# Task goal:
Emit the line that holds "Keypoint placement: for each instance of the female" and all lines following it through the end of the data, verbatim, and nothing else.

# Data section:
— Start —
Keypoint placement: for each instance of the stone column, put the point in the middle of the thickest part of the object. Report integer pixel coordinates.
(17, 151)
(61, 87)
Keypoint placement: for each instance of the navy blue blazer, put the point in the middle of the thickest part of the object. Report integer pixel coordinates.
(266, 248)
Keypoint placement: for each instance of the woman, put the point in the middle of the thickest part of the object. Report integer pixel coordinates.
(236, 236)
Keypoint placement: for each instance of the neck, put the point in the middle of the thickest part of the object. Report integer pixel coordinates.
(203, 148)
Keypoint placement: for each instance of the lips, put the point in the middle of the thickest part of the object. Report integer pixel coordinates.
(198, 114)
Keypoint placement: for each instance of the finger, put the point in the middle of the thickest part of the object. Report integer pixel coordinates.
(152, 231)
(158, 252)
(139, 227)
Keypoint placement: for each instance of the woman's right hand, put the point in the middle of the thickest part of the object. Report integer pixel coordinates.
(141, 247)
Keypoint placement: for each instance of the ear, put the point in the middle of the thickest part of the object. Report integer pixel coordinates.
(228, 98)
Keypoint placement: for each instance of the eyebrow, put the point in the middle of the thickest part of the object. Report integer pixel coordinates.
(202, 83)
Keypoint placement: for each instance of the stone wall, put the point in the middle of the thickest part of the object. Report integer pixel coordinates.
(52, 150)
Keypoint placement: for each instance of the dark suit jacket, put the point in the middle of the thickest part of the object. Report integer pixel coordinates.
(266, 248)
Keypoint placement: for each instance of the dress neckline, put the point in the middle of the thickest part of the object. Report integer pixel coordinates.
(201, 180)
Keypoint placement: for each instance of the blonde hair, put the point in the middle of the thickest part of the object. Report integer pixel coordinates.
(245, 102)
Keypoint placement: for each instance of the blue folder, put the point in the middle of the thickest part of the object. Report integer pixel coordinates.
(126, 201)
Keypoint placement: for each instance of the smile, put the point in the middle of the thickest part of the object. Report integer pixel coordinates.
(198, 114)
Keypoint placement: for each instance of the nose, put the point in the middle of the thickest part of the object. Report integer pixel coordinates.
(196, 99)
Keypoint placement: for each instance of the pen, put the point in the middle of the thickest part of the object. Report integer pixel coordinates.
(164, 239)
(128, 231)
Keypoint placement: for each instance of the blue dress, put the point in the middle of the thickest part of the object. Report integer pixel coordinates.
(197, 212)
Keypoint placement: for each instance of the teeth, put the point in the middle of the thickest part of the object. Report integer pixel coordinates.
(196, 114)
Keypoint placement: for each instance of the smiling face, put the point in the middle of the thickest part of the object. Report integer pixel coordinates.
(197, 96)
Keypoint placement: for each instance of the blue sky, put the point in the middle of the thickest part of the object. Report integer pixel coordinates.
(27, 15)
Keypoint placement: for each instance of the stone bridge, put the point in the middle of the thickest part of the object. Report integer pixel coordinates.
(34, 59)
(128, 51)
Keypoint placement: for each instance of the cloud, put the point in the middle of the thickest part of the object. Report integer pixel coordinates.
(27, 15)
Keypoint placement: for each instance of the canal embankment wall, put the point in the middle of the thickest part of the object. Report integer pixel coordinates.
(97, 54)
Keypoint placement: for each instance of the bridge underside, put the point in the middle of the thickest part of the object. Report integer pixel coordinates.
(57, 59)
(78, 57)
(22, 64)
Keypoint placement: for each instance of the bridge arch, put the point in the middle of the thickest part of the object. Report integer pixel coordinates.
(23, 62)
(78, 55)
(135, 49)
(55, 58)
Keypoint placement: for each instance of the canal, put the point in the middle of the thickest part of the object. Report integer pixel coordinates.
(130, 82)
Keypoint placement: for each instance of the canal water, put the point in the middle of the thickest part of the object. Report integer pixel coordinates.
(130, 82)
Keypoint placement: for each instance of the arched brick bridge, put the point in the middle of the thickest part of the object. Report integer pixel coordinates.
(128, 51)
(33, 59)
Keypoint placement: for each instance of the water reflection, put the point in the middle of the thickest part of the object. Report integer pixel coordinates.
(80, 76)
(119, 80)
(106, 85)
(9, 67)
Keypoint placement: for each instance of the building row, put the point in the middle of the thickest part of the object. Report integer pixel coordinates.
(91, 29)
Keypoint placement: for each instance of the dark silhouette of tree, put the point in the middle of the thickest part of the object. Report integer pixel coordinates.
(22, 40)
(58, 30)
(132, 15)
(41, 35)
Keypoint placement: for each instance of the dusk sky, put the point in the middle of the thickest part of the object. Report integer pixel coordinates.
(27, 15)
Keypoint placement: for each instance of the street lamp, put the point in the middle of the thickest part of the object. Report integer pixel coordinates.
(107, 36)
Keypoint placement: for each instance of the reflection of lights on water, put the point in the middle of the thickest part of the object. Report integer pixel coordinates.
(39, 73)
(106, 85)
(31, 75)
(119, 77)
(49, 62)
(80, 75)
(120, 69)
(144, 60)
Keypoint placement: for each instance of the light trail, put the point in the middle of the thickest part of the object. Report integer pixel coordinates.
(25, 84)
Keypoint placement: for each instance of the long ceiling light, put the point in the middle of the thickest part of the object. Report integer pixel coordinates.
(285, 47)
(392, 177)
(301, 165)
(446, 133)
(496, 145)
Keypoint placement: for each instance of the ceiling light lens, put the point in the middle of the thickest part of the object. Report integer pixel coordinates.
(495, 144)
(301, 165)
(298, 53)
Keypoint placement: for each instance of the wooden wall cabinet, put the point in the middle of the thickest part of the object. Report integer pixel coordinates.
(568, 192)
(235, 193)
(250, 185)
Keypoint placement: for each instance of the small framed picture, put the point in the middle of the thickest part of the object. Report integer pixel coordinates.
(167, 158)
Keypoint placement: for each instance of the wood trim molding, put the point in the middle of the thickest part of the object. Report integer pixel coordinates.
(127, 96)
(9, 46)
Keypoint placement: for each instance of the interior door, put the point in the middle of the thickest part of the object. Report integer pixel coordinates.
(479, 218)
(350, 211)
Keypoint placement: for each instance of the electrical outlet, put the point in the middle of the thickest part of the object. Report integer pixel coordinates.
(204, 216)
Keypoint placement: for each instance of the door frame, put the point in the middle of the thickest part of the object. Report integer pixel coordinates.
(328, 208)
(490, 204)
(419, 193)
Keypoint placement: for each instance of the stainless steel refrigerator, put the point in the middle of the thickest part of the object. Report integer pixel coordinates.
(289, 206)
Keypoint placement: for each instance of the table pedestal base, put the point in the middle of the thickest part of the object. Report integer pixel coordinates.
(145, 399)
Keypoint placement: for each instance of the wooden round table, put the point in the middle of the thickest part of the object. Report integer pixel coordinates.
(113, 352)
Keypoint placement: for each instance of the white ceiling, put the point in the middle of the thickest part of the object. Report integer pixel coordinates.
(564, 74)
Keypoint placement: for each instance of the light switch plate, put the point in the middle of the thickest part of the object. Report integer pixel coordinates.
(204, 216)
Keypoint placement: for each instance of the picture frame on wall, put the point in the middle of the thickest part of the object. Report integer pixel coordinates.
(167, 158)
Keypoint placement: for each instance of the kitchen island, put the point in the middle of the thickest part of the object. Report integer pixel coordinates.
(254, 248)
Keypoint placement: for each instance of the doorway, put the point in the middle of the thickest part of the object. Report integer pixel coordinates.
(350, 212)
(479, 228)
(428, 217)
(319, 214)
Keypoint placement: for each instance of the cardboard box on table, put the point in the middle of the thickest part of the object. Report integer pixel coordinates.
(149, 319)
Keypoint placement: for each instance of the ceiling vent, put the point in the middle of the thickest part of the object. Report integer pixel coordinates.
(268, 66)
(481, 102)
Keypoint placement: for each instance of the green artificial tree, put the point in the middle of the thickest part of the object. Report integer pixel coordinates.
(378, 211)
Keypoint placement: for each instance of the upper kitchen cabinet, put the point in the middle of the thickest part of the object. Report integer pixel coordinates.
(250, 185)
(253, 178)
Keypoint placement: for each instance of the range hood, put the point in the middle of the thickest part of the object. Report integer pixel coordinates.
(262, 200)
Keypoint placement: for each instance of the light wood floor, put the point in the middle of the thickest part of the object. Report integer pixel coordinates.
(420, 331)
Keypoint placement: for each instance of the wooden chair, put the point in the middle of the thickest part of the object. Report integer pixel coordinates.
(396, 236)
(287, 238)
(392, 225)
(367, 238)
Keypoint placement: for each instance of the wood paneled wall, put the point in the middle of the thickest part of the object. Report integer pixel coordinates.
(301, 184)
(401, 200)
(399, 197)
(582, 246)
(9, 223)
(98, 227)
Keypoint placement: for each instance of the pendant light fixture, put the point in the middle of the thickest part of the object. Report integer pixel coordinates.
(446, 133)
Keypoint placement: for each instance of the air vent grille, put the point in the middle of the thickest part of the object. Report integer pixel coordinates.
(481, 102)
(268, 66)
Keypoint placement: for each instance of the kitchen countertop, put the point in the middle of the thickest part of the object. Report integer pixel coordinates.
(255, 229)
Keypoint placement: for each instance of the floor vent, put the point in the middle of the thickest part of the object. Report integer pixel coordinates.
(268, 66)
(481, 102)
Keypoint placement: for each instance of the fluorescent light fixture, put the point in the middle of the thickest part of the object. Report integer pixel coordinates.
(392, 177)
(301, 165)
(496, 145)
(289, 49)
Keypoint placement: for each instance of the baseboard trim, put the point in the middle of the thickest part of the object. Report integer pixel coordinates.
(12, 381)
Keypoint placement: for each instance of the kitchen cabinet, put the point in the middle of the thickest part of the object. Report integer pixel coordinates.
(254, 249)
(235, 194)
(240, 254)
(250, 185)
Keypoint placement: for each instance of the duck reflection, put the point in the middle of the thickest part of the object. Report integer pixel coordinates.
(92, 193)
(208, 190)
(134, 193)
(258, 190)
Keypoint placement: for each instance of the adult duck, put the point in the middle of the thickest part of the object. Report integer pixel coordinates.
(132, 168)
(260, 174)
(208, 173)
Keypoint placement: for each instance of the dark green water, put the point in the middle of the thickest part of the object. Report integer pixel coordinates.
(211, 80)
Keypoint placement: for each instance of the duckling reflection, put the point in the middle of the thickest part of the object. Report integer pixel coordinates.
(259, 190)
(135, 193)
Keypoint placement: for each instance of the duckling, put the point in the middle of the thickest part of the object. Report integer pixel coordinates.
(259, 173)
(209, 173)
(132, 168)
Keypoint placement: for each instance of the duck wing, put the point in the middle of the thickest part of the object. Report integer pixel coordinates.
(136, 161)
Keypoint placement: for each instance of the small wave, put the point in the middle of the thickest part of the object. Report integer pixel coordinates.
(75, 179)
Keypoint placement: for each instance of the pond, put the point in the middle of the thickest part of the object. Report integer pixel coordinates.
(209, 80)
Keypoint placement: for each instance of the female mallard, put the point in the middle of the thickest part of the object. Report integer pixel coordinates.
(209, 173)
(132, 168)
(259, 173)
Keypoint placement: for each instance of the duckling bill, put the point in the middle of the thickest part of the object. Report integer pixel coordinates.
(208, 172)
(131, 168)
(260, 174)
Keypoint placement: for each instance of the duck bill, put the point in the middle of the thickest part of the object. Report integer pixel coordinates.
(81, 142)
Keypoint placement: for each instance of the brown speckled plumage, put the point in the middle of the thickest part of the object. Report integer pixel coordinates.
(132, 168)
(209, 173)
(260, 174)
— End —
# Exercise answer:
Keypoint placement: for each instance of the female mallard, put the point in the middle of the thickest part of the object. Report integer pixel coordinates.
(209, 173)
(132, 168)
(259, 173)
Keypoint placement: for each instance of the duckling bill, put the point in the middle of the thickest part of the object. Report integer pixel coordinates.
(208, 172)
(131, 168)
(260, 174)
Keypoint placement: for each instance of the duck bill, put the point in the middle of the thickest part of the object. Report integer pixel coordinates.
(81, 142)
Keypoint placement: for each instance of the brown speckled plumage, put the point in the middle of the thickest part of the object. Report integer pixel coordinates.
(132, 168)
(209, 173)
(260, 174)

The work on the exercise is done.